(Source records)
^^^^

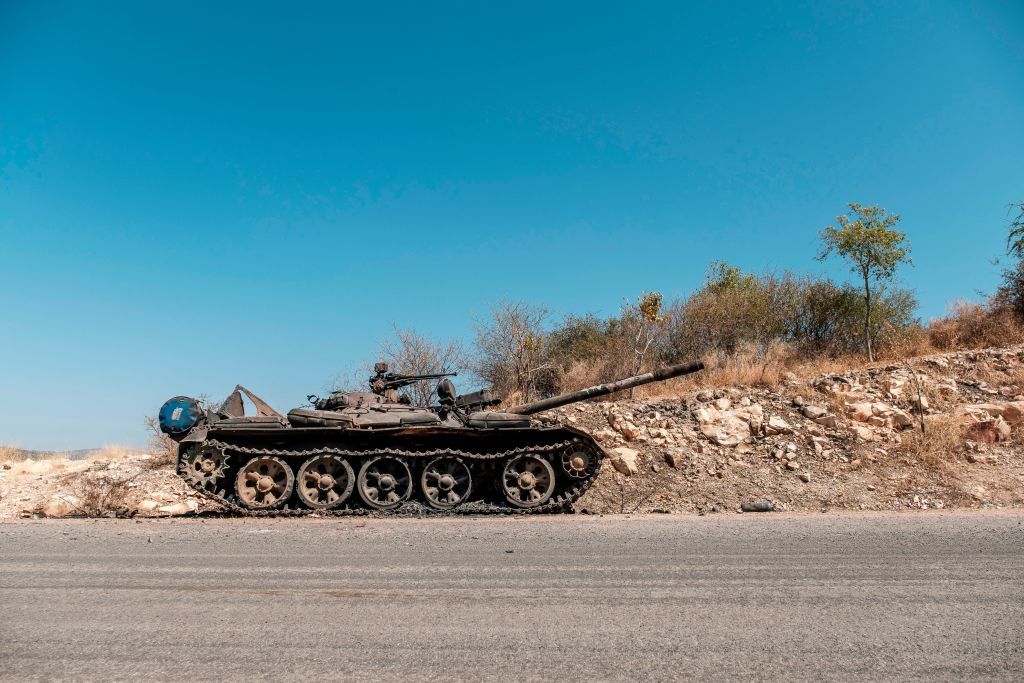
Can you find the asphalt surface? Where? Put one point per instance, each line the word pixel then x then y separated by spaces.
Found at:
pixel 861 597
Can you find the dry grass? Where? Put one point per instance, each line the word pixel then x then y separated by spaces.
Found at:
pixel 100 495
pixel 9 454
pixel 975 326
pixel 938 445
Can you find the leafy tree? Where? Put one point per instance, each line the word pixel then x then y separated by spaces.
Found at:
pixel 1011 291
pixel 866 239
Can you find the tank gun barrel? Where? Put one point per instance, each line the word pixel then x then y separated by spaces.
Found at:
pixel 658 375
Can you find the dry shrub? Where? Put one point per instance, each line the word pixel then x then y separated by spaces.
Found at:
pixel 936 446
pixel 9 454
pixel 976 326
pixel 101 495
pixel 163 449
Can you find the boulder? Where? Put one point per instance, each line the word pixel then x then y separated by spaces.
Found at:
pixel 989 431
pixel 864 433
pixel 860 412
pixel 724 427
pixel 60 506
pixel 675 459
pixel 624 460
pixel 826 421
pixel 777 425
pixel 900 420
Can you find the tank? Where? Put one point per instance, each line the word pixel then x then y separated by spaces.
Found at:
pixel 365 451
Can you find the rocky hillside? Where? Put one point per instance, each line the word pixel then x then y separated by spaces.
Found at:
pixel 838 441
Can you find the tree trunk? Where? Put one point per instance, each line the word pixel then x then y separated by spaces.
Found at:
pixel 867 318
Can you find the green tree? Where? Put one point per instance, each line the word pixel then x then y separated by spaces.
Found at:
pixel 865 238
pixel 1011 291
pixel 1015 241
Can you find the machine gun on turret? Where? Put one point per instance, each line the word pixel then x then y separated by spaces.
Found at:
pixel 384 381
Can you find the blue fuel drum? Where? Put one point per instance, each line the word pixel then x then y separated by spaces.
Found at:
pixel 179 415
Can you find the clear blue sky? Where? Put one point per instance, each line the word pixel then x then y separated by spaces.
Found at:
pixel 192 198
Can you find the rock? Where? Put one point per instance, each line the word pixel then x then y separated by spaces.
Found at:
pixel 38 467
pixel 826 421
pixel 814 412
pixel 723 427
pixel 624 460
pixel 777 425
pixel 183 508
pixel 861 412
pixel 675 459
pixel 623 426
pixel 989 431
pixel 60 506
pixel 881 409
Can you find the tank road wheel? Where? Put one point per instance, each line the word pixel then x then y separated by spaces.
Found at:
pixel 579 462
pixel 528 480
pixel 204 467
pixel 325 482
pixel 384 482
pixel 264 483
pixel 445 482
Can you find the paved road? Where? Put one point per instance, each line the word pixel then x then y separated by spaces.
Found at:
pixel 863 597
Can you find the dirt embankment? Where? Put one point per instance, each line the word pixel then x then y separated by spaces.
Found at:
pixel 851 440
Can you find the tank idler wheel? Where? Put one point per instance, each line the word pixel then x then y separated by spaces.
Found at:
pixel 579 462
pixel 445 482
pixel 384 482
pixel 264 483
pixel 528 480
pixel 205 466
pixel 325 482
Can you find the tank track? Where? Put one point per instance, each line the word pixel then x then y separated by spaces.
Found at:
pixel 560 501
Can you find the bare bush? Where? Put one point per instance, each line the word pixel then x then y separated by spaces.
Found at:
pixel 163 449
pixel 511 350
pixel 101 495
pixel 975 326
pixel 409 352
pixel 938 444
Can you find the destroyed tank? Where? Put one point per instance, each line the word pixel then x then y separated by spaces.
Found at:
pixel 356 451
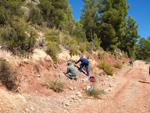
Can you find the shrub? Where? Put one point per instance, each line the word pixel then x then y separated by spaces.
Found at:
pixel 53 41
pixel 73 51
pixel 7 77
pixel 18 37
pixel 106 67
pixel 117 65
pixel 82 47
pixel 100 55
pixel 35 16
pixel 89 47
pixel 96 42
pixel 56 84
pixel 53 49
pixel 147 60
pixel 94 93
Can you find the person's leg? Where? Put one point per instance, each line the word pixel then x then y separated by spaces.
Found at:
pixel 69 75
pixel 81 66
pixel 87 69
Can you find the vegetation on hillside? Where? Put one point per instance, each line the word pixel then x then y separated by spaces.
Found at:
pixel 103 25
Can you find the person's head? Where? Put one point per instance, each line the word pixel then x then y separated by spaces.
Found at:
pixel 69 63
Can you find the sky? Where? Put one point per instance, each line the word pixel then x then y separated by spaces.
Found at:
pixel 139 10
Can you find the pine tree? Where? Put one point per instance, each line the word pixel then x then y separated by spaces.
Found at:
pixel 113 13
pixel 89 18
pixel 129 41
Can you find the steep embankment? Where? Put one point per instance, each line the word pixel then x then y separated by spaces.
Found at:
pixel 126 91
pixel 131 95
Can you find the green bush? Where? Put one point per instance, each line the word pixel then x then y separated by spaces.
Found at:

^^^^

**WORK TO BE COMPLETED:**
Write out every line in the data that holds the string "person".

**SOLUTION FOR THIS PROBLEM:**
Can you find the person's leg? Where? Put one point per instance, each line the word pixel then x then y separated by spaces.
Can you find the person's head? Where? Put one point per instance, each line the word pixel then x then y separated by spaces.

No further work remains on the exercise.